### TO BE DONE
**1)** Reproduce verbatim the portion of the pandas tutorial that opens with the words containing "The community agreed" and closes with "have row labels.".
**2)** Answer the following questions using the pandas tutorial, giving one answer per line with matching letters.
(a) What alias does the community agree on for pandas?
(b) Where in the table are the column labels located?
(c) When a DataFrame is created from a Python dictionary of lists, what is used as the column headers?
**3)** Extend the pandas tutorial, starting immediately after its final sentence.

## start TEXT SHOWN

# Data in Pandas

To start working with pandas we must import the pandas package:

In [0]:
import pandas as pd

The community agreed alias for pandas is pd, so loading pandas as pd is assumed standard practice for all of the pandas documentation. It's a good idea to get in the habit of using this convention!

# Pandas data table representation

![Dataframe](https://drive.google.com/uc?id=1_0mStBas65K9mTmdDwAyeM30DBO7WHKA)

Pandas stores all data in a table, just like spreadsheet aplications like Excel. We have rows and columns of data.

At the **top**, we have column labels.

To the **left** we have row labels.

# Store data in a Dataframe

We'll be working with data from the Titanic dataset for the next few sections.

To manually store data in a table, create a `DataFrame`. When using a Python dictionary of lists, the dictionary keys will be used as column headers and the values in each list as rows of the DataFrame.

## end TEXT SHOWN
## start RECORD EXTRACTS

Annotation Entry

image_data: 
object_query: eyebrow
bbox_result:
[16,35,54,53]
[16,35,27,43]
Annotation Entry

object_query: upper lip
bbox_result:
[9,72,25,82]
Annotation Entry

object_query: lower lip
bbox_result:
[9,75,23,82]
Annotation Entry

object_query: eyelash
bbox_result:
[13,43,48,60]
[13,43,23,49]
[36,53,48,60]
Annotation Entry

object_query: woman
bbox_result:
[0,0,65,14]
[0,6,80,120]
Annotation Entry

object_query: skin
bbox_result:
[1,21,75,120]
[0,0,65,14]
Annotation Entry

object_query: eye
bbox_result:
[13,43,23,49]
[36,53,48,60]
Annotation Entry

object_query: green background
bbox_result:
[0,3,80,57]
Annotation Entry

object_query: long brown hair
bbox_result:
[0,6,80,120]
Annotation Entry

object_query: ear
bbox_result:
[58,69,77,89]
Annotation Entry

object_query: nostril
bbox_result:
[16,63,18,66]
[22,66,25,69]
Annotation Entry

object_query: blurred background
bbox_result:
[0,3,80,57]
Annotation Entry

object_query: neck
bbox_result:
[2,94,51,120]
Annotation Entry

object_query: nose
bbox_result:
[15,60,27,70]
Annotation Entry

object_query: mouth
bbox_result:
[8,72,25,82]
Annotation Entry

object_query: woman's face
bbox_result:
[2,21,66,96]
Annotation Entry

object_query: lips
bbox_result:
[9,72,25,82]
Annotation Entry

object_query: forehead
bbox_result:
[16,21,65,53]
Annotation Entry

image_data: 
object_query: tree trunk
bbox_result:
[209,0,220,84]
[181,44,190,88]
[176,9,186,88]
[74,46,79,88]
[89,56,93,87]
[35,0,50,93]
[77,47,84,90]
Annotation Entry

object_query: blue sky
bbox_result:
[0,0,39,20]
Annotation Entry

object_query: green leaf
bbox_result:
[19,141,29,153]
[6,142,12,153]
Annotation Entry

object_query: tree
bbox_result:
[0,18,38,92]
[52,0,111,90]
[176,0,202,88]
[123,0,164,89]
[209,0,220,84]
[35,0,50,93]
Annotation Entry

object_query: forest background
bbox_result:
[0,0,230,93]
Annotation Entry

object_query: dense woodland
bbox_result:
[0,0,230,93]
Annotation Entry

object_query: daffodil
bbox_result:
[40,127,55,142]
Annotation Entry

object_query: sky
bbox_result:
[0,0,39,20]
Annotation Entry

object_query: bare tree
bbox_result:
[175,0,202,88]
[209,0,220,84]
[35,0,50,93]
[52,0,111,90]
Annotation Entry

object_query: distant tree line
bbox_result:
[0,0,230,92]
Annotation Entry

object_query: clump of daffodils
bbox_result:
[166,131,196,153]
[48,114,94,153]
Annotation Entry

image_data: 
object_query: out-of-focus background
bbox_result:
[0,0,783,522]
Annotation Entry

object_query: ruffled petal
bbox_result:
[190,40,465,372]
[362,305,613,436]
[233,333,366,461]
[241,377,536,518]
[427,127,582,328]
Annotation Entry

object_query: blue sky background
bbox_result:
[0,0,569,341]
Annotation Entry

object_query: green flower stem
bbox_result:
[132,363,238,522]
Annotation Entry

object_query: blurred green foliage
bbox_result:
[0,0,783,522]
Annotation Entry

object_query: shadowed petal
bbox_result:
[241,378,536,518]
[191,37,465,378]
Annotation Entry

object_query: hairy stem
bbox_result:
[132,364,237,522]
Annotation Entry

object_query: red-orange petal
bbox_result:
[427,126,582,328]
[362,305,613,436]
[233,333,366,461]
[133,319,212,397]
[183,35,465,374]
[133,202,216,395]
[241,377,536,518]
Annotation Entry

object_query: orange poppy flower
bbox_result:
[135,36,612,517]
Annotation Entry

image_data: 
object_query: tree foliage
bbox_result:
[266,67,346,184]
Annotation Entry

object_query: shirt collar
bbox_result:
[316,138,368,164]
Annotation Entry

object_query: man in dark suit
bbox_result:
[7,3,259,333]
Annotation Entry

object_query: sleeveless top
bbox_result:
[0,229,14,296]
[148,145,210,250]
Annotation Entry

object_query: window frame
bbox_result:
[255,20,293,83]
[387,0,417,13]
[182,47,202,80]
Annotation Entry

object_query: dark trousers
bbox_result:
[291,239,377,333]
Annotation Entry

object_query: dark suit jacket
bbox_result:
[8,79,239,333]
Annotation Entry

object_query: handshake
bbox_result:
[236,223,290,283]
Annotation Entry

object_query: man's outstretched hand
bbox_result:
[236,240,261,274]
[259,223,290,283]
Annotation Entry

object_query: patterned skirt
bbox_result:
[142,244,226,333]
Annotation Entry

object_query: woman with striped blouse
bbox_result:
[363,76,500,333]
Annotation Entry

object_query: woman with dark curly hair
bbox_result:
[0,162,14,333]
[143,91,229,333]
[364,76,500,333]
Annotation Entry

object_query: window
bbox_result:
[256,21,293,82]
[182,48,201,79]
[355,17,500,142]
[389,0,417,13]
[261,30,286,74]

## end RECORD EXTRACTS

### ANSWERS PROVIDED
**1)**
The community agreed alias for pandas is pd, so loading pandas as pd is assumed standard practice for all of the pandas documentation. It's a good idea to get in the habit of using this convention!

# Pandas data table representation

![Dataframe](https://drive.google.com/uc?id=1_0mStBas65K9mTmdDwAyeM30DBO7WHKA)

Pandas stores all data in a table, just like spreadsheet aplications like Excel. We have rows and columns of data.

At the **top**, we have column labels.

To the **left** we have row labels.

**2)**
(a) pd
(b) At the top
(c) The dictionary keys

**3)**
In [0]:
df = pd.DataFrame({"Name": ["Braund, Mr. Owen Harris",
                            "Allen, Mr. William Henry",
                            "Bonnell, Miss. Elizabeth"],
                  "Age": [22, 35, 58],
                  "Sex": ["male", "male", "female"]}
                  )
df

Unnamed: 0,Name,Age,Sex
0,"Braund, Mr. Owen Harris",22,male
1,"Allen, Mr. William Henry",35,male
2,"Bonnell, Miss. Elizabeth",58,female


A `DataFrame` is a 2-dimensional data structure that can store data of different types (including characters, integers, floating point values, categorical data and more) in columns.

- The table has 3 columns, each of them with a column label. The column labels are respectively *Name*, *Age* and *Sex*.
- The column *Name* consists of textual data with each value a string, the column *Age* are numbers and the column *Sex* is textual data.




# Each column in a DataFrame is a Series

![alt text](https://drive.google.com/uc?id=1jnhd9rYBOB6yGr5d2JtZ4GOdzwAY1inn)

When selecting a single column of a pandas `DataFrame`, the result is a pandas `Series`. To select the column, use the column label in between square brackets [].

If we recall Python dictionaries, the selection of a single column is very similar to selection of dictionary values based on the key.

In [0]:
df["Age"]

0    22
1    35
2    58
Name: Age, dtype: int64

Notice that the name of the new Series is **Age**, which is also the name of column that we selected from the dataframe.

We can create the same series from scratch as well:

In [0]:
ages = pd.Series([22, 35, 58], name="Age")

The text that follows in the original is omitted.